_PROBLEM REQUIREMENTS_
Reproduce each line of the material precisely.

########################################

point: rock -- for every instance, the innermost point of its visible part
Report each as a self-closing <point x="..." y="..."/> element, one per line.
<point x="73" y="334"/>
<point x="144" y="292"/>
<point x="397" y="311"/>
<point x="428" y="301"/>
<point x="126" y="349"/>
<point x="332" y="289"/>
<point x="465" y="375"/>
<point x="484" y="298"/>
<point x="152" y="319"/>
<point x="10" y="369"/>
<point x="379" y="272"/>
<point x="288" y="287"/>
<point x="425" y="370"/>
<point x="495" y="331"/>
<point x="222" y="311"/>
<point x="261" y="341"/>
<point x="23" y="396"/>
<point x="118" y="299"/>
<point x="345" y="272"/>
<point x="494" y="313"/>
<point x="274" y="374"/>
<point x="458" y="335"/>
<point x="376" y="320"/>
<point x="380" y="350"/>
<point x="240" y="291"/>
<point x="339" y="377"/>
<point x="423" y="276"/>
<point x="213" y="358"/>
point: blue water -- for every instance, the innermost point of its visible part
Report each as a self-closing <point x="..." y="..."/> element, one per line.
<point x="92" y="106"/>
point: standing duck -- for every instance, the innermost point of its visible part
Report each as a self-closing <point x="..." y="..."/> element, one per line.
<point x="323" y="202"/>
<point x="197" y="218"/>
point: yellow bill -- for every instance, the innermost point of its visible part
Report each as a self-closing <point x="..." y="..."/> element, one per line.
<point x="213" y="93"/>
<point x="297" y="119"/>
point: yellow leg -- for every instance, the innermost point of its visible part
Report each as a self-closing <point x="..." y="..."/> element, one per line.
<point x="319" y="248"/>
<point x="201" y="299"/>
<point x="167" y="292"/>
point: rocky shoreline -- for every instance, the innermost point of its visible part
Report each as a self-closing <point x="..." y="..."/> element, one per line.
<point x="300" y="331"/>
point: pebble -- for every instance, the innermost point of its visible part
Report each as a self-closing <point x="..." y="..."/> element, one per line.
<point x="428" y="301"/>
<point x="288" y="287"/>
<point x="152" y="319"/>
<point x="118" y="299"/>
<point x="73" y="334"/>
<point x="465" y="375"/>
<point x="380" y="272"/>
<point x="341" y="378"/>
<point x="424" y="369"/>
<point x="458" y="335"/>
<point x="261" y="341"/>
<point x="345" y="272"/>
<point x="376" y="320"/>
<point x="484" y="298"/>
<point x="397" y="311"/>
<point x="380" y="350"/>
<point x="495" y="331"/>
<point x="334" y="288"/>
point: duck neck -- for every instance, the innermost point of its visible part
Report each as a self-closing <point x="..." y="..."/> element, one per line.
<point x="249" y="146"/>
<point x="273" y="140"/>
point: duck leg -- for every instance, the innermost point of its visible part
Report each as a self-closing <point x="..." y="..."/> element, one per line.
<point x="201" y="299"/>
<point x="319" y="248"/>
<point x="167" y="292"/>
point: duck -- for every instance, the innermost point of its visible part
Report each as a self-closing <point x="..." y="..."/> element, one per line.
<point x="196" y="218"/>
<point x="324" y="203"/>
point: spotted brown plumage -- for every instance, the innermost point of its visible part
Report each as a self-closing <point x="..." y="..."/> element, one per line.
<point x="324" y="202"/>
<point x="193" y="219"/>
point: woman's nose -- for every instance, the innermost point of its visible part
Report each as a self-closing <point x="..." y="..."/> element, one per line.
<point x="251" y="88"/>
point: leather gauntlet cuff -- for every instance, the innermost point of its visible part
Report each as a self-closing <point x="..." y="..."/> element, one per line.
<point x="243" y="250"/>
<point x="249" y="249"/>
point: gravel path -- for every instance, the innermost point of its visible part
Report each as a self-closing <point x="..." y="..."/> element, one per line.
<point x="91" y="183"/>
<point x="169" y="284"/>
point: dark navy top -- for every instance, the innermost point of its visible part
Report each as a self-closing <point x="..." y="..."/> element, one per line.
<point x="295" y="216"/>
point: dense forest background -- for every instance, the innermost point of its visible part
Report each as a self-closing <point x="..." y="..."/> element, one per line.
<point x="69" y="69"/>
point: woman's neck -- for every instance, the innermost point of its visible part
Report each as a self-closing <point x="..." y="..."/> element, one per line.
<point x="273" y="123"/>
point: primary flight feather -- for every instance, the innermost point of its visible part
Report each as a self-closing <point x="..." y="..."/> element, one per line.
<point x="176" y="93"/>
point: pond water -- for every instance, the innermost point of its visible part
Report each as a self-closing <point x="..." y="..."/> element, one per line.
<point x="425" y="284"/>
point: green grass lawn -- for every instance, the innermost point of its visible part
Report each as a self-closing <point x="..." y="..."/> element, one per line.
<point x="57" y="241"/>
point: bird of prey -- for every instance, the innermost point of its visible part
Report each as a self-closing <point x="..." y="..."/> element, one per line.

########################################

_FINAL RESULT_
point: rock -- for every instance, the innermost point of its visible part
Report each as a self-closing <point x="..." y="..."/> element, one per line.
<point x="73" y="334"/>
<point x="144" y="292"/>
<point x="397" y="311"/>
<point x="428" y="301"/>
<point x="126" y="349"/>
<point x="332" y="289"/>
<point x="465" y="375"/>
<point x="484" y="298"/>
<point x="152" y="319"/>
<point x="10" y="369"/>
<point x="379" y="272"/>
<point x="288" y="287"/>
<point x="425" y="370"/>
<point x="495" y="331"/>
<point x="222" y="311"/>
<point x="261" y="341"/>
<point x="23" y="396"/>
<point x="118" y="299"/>
<point x="345" y="272"/>
<point x="494" y="313"/>
<point x="274" y="374"/>
<point x="458" y="335"/>
<point x="376" y="320"/>
<point x="380" y="350"/>
<point x="240" y="291"/>
<point x="339" y="377"/>
<point x="423" y="276"/>
<point x="213" y="358"/>
point: blue water -- for every instance, the innermost point of its visible part
Report each as a self-closing <point x="..." y="..."/> element, one per line.
<point x="92" y="106"/>
point: standing duck -- for every instance, the innermost point of its visible part
Report each as a self-closing <point x="..." y="..."/> element, one per line.
<point x="323" y="202"/>
<point x="197" y="218"/>
point: yellow bill -- for every instance, the innermost point of its visible part
Report each as a self-closing <point x="..." y="..."/> element, one per line.
<point x="213" y="93"/>
<point x="297" y="119"/>
point: yellow leg -- for every instance, the innermost point of its visible part
Report each as a self-closing <point x="..." y="..."/> element, one per line.
<point x="319" y="248"/>
<point x="201" y="299"/>
<point x="167" y="292"/>
point: rocky shoreline -- for every instance, the innermost point of its visible part
Report each as a self-closing <point x="..." y="..."/> element, one per line.
<point x="300" y="331"/>
point: pebble -- for every instance, the innermost point of its visible part
Report each as a self-closing <point x="..." y="..."/> element, one per line.
<point x="428" y="301"/>
<point x="288" y="287"/>
<point x="152" y="319"/>
<point x="118" y="299"/>
<point x="73" y="334"/>
<point x="465" y="375"/>
<point x="380" y="272"/>
<point x="341" y="378"/>
<point x="424" y="369"/>
<point x="458" y="335"/>
<point x="261" y="341"/>
<point x="345" y="272"/>
<point x="376" y="320"/>
<point x="484" y="298"/>
<point x="397" y="311"/>
<point x="380" y="350"/>
<point x="495" y="331"/>
<point x="334" y="288"/>
point: duck neck -- for every instance, the innermost point of its visible part
Report each as a self-closing <point x="..." y="..."/> element, one per line.
<point x="249" y="146"/>
<point x="273" y="140"/>
point: duck leg -- for every instance, the innermost point of its visible part
Report each as a self-closing <point x="..." y="..."/> element, one per line.
<point x="201" y="299"/>
<point x="319" y="248"/>
<point x="167" y="292"/>
point: duck -- for every instance, the innermost point of its visible part
Report each as a self-closing <point x="..." y="..."/> element, one per line.
<point x="196" y="218"/>
<point x="324" y="203"/>
point: spotted brown plumage -- for every instance, the innermost point of its visible part
Report each as a self-closing <point x="..." y="..."/> element, one per line.
<point x="324" y="202"/>
<point x="193" y="219"/>
point: woman's nose -- for every instance, the innermost point of its visible part
Report each as a self-closing <point x="..." y="..."/> element, one per line.
<point x="251" y="88"/>
point: leather gauntlet cuff -- for every instance, the innermost point of its visible part
Report each as a self-closing <point x="..." y="..."/> element, one per line.
<point x="243" y="250"/>
<point x="249" y="249"/>
point: gravel path -- for every instance, the innermost point of its visible part
Report each as a self-closing <point x="..." y="..."/> element, one per line.
<point x="91" y="183"/>
<point x="169" y="284"/>
point: dark navy top -- for every instance, the innermost point of its visible part
Report each as a self-closing <point x="..." y="..."/> element, one per line.
<point x="295" y="216"/>
point: dense forest background -- for every instance, the innermost point of its visible part
Report each as a self-closing <point x="..." y="..."/> element, one per line.
<point x="69" y="69"/>
point: woman's neck -- for every instance, the innermost point of its visible part
Report each as a self-closing <point x="..." y="..."/> element, one per line.
<point x="273" y="123"/>
point: primary flight feather -- for every instance, the innermost point of its visible part
Report each as a self-closing <point x="..." y="..."/> element, one per line.
<point x="176" y="93"/>
point: pond water -- for every instance, the innermost point of its visible part
Report each as a self-closing <point x="..." y="..."/> element, one per line.
<point x="425" y="284"/>
point: green grass lawn -- for every instance, the innermost point of its visible part
Report each as a self-closing <point x="..." y="..."/> element, one per line.
<point x="57" y="241"/>
point: bird of prey -- for every instance, the innermost point of its visible part
Report each as a self-closing <point x="..." y="..."/> element, one per line.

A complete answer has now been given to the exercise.